:: RECORDS SHOWN

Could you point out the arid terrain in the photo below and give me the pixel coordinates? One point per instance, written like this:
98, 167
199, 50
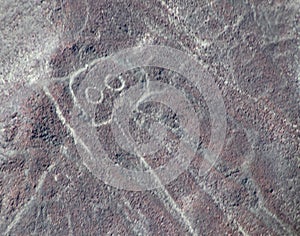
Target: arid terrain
50, 54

::::

• [REQUIREMENT] Rewrite the data above with "arid terrain" replaced by "dry ground" and nothing else changed, and leave the pictures out.

• [CORRECT OUTPUT]
Could you point out the dry ground in the photo below and give me the pixel coordinates? One point per instance, written like this:
98, 167
199, 50
Target: dry ground
50, 54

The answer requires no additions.